## START Entries shown
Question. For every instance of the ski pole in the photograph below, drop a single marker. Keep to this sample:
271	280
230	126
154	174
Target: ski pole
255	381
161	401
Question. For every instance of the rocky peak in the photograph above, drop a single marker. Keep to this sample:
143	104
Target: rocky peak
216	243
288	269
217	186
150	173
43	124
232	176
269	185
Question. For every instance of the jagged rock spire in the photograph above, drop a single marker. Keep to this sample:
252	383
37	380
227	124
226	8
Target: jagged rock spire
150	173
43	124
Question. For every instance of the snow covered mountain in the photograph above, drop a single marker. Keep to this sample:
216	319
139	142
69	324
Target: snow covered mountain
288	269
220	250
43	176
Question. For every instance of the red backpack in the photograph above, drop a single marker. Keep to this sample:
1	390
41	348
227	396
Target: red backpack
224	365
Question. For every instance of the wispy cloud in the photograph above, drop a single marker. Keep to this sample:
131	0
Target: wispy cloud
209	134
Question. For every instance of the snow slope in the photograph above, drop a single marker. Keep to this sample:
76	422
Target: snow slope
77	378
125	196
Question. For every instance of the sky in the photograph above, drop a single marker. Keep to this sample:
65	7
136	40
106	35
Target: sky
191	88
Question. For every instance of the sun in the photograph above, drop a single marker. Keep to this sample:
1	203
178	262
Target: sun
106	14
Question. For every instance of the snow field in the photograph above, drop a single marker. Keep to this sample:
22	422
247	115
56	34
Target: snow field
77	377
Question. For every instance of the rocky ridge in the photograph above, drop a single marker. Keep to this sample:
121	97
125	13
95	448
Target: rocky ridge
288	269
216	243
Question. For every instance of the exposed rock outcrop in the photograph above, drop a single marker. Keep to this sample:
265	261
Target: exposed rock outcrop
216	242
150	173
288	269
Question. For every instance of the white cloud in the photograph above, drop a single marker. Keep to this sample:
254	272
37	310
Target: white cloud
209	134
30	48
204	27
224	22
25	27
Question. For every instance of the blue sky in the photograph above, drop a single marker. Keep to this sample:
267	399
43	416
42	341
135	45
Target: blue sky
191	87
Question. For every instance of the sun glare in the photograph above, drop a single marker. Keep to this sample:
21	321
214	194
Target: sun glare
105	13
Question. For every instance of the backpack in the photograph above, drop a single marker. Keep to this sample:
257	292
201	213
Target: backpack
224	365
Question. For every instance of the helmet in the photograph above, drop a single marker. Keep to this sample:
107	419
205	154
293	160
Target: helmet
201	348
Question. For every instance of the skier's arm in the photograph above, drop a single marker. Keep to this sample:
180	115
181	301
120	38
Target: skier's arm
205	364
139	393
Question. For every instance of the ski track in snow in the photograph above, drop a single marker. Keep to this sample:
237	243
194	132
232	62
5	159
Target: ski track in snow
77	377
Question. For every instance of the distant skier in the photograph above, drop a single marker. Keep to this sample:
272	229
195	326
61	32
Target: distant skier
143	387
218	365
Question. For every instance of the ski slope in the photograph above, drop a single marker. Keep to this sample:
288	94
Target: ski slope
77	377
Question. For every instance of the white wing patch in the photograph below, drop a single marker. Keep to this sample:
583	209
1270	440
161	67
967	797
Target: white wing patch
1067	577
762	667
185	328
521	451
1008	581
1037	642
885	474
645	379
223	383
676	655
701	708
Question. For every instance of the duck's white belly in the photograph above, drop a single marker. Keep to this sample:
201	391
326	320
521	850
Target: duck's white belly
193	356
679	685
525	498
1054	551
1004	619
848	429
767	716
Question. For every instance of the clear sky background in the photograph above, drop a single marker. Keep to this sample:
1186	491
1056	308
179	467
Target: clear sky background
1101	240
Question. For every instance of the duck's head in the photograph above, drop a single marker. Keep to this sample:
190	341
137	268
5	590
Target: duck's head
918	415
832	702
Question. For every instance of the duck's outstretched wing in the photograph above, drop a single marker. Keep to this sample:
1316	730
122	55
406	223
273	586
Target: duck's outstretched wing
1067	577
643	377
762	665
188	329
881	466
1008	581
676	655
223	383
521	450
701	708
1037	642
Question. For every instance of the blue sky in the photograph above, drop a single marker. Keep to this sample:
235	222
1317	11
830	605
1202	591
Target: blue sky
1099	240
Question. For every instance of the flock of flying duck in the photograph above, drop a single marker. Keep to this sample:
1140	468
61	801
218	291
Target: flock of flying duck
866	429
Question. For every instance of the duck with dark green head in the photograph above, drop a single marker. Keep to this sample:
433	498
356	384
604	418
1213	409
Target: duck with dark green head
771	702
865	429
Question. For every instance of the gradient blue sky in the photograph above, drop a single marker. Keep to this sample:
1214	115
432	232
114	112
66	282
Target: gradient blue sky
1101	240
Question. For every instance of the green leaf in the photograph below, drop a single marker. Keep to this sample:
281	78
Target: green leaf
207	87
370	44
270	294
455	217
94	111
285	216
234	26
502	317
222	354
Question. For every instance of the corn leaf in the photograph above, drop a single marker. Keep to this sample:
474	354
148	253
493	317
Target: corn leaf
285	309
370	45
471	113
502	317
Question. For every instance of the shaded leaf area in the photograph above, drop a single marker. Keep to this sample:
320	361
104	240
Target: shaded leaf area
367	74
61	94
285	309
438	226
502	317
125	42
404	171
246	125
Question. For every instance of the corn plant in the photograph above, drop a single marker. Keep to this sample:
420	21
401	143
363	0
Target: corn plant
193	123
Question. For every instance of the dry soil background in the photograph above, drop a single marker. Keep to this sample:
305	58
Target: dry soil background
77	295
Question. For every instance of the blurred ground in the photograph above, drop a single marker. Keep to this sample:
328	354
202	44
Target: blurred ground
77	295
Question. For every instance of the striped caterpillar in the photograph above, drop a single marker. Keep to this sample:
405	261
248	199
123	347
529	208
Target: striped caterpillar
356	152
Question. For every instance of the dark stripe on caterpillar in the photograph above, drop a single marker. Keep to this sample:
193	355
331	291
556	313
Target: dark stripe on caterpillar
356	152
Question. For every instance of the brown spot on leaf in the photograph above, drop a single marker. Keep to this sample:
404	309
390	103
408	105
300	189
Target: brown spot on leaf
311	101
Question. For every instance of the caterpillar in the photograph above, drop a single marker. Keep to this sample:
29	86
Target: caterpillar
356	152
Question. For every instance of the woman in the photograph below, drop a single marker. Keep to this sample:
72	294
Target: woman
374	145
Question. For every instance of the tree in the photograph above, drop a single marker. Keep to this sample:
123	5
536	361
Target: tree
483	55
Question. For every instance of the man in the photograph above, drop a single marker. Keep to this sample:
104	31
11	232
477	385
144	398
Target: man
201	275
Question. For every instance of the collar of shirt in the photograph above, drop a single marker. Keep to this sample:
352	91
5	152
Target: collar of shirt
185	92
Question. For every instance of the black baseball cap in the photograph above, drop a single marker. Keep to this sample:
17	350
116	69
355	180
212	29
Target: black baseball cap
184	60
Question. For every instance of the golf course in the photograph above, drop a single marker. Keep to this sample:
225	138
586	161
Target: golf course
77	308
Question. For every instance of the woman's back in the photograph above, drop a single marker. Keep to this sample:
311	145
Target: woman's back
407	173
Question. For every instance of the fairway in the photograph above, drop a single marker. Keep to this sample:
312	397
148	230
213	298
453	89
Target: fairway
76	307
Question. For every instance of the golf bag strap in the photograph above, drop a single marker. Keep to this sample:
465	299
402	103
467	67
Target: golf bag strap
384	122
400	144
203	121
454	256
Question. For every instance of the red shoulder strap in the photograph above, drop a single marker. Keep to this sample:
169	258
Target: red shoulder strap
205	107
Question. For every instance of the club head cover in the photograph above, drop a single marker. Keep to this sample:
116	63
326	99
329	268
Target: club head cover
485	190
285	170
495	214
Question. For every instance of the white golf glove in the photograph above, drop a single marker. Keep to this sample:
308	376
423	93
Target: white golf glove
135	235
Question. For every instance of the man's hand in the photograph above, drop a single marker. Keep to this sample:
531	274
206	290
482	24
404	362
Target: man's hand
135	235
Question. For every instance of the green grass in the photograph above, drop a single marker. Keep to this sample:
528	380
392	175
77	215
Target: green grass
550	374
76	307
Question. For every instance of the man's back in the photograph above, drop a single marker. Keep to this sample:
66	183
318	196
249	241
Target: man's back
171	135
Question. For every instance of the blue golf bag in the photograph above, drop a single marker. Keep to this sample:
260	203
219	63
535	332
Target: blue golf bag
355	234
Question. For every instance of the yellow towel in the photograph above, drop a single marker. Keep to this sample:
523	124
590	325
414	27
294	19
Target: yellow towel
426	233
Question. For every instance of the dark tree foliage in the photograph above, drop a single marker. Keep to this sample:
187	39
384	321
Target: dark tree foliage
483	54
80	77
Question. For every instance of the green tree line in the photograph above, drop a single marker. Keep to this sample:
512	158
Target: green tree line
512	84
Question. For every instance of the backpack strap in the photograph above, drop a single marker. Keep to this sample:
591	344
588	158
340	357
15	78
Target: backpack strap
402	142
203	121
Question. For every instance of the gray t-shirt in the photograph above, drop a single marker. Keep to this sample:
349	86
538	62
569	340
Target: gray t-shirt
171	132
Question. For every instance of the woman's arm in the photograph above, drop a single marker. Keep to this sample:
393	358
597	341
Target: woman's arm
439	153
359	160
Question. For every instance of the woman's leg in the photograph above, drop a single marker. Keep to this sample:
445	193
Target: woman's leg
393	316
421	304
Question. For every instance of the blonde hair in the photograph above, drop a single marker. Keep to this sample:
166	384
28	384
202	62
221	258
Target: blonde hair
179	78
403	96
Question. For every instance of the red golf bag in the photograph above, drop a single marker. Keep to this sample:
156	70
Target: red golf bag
## END Entries shown
Begin with the line that contains "Question. For every instance of the green grass" and end with the last line of the records; set down every line in that span exactly, and nothing else.

Question. For every instance of the green grass in the photograph above, drop a single marker. Keep to this sample:
528	380
392	175
77	215
Target: green grass
550	374
76	307
Question. For every instance of the man's back in the photograph above, drop a single marker. Keep to this sample:
66	183
318	196
249	241
Target: man's back
171	135
Question. For every instance of the blue golf bag in the photograph above, drop a single marker. Keep to this sample:
260	203
219	63
535	332
Target: blue golf bag
355	234
Question. For every instance of the yellow towel in the photograph above, drop a single marker. Keep to this sample:
523	124
590	325
414	27
294	19
Target: yellow towel
426	233
Question. For every instance of the dark tree foliage in the photograph above, drop a single marker. Keep to this sample:
187	39
384	321
Target: dark tree foliage
483	54
80	77
Question. For every instance of the green tree line in the photograph above, drop a single marker. Keep to this sample:
512	158
Target: green tree line
512	84
Question. For every instance of the backpack strap in the photograph above, drop a single marker. Keep to this sample:
591	344
588	158
340	357
15	78
Target: backpack strap
402	142
203	121
Question. For every instance of the gray t-shirt in the photograph above, drop a single marker. Keep to this sample:
349	86
538	62
569	340
Target: gray t-shirt
171	132
Question. For every instance of the woman's arm in the photograph above, drop a single marker. Keep to this sample:
393	358
597	341
Target: woman's arm
439	153
359	160
Question. For every instance of the woman's leg in the photograph above, drop a single marker. Keep to this sample:
445	193
Target: woman's leg
393	316
421	304
Question. For every instance of the blonde hair in the photograph above, drop a single marker. Keep to this sample:
166	384
28	384
202	62
221	258
Target: blonde hair
179	78
403	96
Question. For every instance of the red golf bag in the photograph above, drop a single marker. Keep to this sample:
156	70
Target: red golf bag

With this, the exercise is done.